* _Work instructions_: In the remarks on Afghanistan below, condense the paragraph beginning "Today, the United States and NATO troops" into a short bulleted list that keeps its main facts.

[Text shown — start]

Brussels, 08/06/2021 – 18:52
Source: Remarks – Check against delivery!
Ms President, dear Members of the European Parliament,
Afghanistan is another place where there is not a lot of room for optimism. But even if there is no room for optimism, we have to continue being engaged in a country where a lot of civilian casualties have been happening and 40% of these casualties are women or children.
Today, the United States and NATO troops are withdrawing from the country. The troops from the European Member States will also withdraw. The peace process is largely stalled and violence continues. We see an appalling rate of civilian casualties – as I said, 40% of them are women and children – and targeted killings of civil society activists, media workers and public servants. And I am afraid that this violence might further increase in the near future.
The security situation in Afghanistan is evolving quickly. The Taliban control more than half of the country’s territory and increasingly have less incentive to compromise, so short-term prospects for a peace deal look bleak. However, the Taliban know that a large part of the Afghan population does not share their convictions and that ethnic and religious cleavages may come out to the fore in the absence of a negotiated peace settlement.
Therefore, I wish to underline that the European Union will make every effort to support the peace process and to remain a committed partner to the Afghan people. Of course, we will have to take into account the evolving situation, but disengagement is not an option. It is not an option for many reasons:
Firstly, because over the past two decades, in the last 20 years, we have invested significant political capital and financial resources to support Afghanistan’s stability and development. And also we have lost quite an important number of lives of our soldiers. The gains of our assistance have been prominent with regard to human rights and the empowerment of women. I want to stress the importance that during these last 20 years the Afghan women have been increasing their rights and getting out of the medieval times in which they were under the Taliban regimes. But these achievements can be very much jeopardised, these achievements are in danger because Afghanistan today is at a crossroads. They are living in critical times and in order to safeguard the achievements that the Afghan people have made during these years, we have to continue being engaged and to provide new perspectives for the Afghan citizens when finally, we hope, an agreement will be obtained on the Doha negotiations.

[Text shown — finish]
[Provided information — start]

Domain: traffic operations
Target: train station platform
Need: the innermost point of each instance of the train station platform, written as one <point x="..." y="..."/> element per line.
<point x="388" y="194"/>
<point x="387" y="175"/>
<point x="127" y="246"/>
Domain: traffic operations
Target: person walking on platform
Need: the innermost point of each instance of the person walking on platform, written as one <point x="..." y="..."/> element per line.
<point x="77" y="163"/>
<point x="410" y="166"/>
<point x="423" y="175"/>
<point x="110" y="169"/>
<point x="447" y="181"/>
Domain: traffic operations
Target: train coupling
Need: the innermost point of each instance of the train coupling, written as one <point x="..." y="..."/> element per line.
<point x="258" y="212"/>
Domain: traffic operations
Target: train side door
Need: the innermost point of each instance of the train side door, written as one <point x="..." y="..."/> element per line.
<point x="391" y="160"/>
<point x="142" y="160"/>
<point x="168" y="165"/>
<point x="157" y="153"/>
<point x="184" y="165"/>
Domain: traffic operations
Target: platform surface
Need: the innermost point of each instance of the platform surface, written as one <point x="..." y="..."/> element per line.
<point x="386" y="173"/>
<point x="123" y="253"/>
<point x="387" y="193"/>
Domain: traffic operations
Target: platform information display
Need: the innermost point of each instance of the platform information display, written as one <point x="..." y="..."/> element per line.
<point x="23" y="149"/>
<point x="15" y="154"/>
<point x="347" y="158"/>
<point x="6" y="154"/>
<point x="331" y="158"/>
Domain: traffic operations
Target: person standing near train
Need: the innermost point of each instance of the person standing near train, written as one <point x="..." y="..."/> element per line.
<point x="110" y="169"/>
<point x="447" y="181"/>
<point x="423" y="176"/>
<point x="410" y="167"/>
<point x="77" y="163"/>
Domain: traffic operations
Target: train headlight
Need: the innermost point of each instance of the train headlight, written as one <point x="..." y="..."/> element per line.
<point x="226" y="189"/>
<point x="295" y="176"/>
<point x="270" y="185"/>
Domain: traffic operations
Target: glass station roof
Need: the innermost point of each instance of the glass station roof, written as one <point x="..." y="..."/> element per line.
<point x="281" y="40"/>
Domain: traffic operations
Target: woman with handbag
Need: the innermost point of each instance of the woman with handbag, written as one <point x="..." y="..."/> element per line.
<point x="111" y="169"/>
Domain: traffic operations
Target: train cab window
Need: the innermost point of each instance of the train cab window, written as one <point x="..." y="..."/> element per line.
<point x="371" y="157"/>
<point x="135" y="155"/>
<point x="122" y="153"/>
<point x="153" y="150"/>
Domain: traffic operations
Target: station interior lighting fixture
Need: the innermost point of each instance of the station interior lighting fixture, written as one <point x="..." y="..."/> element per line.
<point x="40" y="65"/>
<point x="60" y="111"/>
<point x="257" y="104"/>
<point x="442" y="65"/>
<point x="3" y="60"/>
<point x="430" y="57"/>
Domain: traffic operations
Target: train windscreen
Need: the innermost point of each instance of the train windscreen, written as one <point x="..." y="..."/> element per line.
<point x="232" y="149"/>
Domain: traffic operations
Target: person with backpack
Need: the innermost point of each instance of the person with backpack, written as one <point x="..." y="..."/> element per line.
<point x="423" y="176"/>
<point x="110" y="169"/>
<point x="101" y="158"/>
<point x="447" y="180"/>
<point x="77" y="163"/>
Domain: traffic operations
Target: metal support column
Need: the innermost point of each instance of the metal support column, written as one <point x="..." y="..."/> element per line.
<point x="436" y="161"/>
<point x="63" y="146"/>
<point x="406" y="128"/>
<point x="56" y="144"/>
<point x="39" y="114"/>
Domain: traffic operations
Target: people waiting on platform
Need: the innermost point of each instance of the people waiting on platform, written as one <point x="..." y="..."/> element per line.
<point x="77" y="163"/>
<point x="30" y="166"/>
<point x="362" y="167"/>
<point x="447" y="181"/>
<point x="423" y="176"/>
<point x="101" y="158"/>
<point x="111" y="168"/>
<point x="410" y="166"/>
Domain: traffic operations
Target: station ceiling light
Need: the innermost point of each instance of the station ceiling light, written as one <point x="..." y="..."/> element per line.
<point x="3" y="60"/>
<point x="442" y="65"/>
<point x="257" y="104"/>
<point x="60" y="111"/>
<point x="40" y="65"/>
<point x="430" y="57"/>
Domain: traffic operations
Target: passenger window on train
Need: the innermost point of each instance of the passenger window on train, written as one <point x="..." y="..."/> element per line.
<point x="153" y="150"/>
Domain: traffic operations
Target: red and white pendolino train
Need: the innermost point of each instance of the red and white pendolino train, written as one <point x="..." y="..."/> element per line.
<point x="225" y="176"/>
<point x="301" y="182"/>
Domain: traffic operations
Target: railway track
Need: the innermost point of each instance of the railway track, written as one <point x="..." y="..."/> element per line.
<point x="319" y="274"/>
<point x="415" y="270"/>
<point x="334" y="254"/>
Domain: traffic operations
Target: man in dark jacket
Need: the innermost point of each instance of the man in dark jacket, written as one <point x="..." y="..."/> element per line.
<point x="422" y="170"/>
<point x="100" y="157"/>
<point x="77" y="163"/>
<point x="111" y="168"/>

[Provided information — finish]

* _Output below_:
- United States and NATO troops are withdrawing from Afghanistan, and troops from the European Member States will also withdraw.
- The peace process is largely stalled, and violence continues.
- Civilian casualties occur at an appalling rate, and 40% of them are women and children.
- Civil society activists, media workers and public servants are the targets of killings.
- The violence may increase further in the near future.